Click Sign in with OpenRouter — you'll be redirected to openrouter.ai, log in, approve the app, and bounced back. The page exchanges the ?code= for a user-controlled API key (PKCE / S256) and stores it in localStorage.
Pick a free model from the dropdown (the YAML textarea updates automatically) and click Run. Streaming completion deltas appear in the output box.
To revoke the key: click Sign out in the page (clears local copy) and/or visit https://openrouter.ai/settings/keys to revoke server-side.

Why this works in a browser

Most LLM providers block direct browser fetches because anyone could read the API key out of the Network tab. OpenRouter solves this by issuing per-app, per-user keys via PKCE — the user owns the key, can revoke it, and the app never sees a master credential.

We verified the relevant CORS posture before shipping:

$ curl -is -X OPTIONS https://openrouter.ai/api/v1/auth/keys \
    -H "Origin: http://localhost:8765" \
    -H "Access-Control-Request-Method: POST"
HTTP/2 204
access-control-allow-origin: *
access-control-allow-headers: Authorization,...,Content-Type,...

Both /api/v1/auth/keys (token exchange) and /api/v1/chat/completions (inference) return access-control-allow-origin: * with Authorization in the allowed headers. No proxy needed.

What the YAML looks like

OpenRouter exposes an OpenAI-compatible API, so it slots in as a custom provider:

providers:
  openrouter:
    provider: openai
    base_url: https://openrouter.ai/api/v1
    token_key: OPENROUTER_API_KEY
agents:
  root:
    model: openrouter/meta-llama/llama-3.3-70b-instruct:free
    instruction: |
      You are a helpful assistant ...

When the user clicks Run, the page passes the stored key as env.OPENROUTER_API_KEY to dockerAgent.chat(...), the existing pkg/model/provider/openai reads it via env.Get(ctx, cfg.TokenKey), and the Go HTTP transport (mapped to fetch under js/wasm) sends the request. Same code path the CLI uses — no special browser-only branch.

Bring-your-own-key fallback

The <details> block on the page lets advanced users paste OpenAI / Anthropic / Gemini keys directly. Anthropic recently added anthropic-dangerous-direct-browser-access so it actually works from a tab; OpenAI and Gemini still block CORS for browser origins, so those fields are mostly there for use against a self-hosted proxy.

TASK SET:
1. Reproduce the OpenRouter text word for word between "Most LLM providers" and "a master credential.", inclusive.
2. According to the OpenRouter text, which providers' keys can advanced users paste directly into the page's <details> block? List them all.

DATA FOR ANALYSIS:
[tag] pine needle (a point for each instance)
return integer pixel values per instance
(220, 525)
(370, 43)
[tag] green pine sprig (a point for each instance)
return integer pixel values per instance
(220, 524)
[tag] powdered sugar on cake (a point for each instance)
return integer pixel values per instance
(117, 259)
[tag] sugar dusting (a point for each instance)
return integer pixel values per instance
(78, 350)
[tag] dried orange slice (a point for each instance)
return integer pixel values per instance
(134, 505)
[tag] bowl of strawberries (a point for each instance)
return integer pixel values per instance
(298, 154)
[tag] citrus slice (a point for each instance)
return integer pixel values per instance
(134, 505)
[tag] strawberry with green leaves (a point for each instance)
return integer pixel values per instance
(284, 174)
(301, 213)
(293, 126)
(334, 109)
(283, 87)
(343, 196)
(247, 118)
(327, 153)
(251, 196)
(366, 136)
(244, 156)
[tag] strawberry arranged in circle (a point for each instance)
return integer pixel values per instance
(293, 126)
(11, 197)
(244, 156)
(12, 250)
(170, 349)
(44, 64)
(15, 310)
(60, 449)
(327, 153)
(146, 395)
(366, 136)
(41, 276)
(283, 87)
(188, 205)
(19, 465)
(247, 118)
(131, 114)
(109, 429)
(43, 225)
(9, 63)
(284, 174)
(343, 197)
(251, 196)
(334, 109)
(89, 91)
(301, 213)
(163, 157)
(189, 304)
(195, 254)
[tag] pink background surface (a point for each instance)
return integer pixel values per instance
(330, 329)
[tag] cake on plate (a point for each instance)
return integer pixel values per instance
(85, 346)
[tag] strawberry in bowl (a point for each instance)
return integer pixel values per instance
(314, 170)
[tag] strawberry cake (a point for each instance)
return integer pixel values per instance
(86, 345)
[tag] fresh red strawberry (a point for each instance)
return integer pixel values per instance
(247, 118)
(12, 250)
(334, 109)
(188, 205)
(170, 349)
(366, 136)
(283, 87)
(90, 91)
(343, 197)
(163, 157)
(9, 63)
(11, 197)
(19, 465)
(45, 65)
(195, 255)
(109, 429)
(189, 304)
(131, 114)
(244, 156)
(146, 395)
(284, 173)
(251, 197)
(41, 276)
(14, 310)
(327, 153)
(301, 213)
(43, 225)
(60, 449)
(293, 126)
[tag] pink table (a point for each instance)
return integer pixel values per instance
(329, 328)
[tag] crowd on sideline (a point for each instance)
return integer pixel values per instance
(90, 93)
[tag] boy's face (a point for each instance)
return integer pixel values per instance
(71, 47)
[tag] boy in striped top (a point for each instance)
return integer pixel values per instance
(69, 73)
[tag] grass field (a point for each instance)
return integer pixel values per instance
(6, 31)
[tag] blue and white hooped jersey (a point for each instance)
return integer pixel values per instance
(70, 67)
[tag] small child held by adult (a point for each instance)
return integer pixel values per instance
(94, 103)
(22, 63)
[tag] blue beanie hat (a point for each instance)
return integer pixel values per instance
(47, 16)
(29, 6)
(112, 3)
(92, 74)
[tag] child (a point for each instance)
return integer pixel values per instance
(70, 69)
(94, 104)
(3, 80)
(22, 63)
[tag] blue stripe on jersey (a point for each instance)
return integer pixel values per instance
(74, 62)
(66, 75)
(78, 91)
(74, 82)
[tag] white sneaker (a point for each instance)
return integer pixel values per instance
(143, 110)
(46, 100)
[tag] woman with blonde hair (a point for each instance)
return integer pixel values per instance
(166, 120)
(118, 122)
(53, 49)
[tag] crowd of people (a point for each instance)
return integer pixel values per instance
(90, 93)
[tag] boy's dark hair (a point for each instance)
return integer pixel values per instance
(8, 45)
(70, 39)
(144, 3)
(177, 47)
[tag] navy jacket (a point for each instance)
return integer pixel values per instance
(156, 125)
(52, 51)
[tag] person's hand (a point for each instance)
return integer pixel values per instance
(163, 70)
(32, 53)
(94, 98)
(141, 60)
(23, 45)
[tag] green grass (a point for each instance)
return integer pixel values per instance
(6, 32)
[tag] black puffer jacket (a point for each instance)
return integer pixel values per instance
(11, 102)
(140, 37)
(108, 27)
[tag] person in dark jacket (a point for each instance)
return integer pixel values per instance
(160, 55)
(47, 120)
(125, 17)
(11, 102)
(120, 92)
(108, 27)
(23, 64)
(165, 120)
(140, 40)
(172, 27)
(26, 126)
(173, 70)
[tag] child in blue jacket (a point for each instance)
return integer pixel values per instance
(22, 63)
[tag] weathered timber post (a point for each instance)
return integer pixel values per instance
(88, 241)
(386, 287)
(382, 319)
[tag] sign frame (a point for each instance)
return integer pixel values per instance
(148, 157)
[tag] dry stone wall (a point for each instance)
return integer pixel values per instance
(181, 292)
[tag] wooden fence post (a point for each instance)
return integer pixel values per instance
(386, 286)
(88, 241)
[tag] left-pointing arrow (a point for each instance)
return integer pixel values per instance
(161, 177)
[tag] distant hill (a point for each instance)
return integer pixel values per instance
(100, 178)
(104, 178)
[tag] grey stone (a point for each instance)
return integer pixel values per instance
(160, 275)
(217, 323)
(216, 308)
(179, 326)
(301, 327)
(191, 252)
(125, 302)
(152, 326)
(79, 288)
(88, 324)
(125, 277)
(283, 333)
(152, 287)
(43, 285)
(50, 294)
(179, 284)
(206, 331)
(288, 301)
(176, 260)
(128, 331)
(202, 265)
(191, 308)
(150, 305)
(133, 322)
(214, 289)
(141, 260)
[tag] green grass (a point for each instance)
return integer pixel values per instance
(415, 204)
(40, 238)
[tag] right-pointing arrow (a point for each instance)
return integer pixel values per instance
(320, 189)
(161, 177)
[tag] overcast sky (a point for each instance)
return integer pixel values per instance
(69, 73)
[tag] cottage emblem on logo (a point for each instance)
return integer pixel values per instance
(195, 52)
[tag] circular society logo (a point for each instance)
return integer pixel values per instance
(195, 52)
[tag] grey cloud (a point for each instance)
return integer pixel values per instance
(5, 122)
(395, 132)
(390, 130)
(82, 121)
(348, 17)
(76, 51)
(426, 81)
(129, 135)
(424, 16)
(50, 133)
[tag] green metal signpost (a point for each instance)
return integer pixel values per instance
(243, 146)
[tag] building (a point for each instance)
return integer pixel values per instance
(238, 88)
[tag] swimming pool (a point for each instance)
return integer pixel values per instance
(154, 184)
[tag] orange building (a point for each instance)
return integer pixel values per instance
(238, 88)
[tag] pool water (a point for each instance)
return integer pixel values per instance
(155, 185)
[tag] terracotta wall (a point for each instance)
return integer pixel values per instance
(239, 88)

YOUR WRITTEN ANSWERS:
1.
Most LLM providers block direct browser fetches because anyone could read the API key out of the Network tab. OpenRouter solves this by issuing per-app, per-user keys via PKCE — the user owns the key, can revoke it, and the app never sees a master credential.

2. OpenAI, Anthropic, Gemini